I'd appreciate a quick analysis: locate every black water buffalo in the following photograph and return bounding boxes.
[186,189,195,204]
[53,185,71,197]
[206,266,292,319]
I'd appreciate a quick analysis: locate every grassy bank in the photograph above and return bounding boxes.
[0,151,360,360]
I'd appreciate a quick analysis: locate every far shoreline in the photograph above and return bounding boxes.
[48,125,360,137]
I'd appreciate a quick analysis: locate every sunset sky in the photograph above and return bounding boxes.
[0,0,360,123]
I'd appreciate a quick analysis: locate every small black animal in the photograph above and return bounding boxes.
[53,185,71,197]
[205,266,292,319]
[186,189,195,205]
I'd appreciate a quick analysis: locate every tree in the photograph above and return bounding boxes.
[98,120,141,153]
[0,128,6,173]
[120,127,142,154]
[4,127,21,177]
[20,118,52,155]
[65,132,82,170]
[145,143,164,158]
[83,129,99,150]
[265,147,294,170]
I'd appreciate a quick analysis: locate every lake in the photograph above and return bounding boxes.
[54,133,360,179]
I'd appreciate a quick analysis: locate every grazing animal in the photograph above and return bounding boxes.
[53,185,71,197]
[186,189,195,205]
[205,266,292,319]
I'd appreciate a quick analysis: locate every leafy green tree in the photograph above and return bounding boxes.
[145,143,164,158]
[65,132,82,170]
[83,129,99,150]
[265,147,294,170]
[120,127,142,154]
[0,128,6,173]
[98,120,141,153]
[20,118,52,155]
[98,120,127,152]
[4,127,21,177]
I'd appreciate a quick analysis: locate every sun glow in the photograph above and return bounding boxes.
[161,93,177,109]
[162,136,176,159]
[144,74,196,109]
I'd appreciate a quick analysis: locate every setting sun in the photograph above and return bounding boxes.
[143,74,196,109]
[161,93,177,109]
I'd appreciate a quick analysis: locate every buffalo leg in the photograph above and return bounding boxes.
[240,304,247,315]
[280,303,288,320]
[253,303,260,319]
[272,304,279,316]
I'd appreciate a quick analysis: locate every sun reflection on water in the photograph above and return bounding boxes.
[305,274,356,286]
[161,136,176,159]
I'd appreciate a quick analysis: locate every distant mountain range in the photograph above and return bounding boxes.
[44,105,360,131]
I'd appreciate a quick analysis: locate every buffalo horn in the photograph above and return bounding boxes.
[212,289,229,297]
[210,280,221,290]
★ ★ ★ ★
Copy the listing above, starting at its first line and ending at the line containing "[0,151,360,360]", and offset every bounding box coordinate by -126. Keep all other text the same.

I'd appreciate a quick analysis: locate every black water buffalo in the following photograph and return bounding boxes.
[60,63,69,78]
[-73,59,-55,71]
[80,140,166,193]
I'd appreciate a quick analysis: locate every grassy bank in the photograph above and return bounding boxes.
[-126,25,234,234]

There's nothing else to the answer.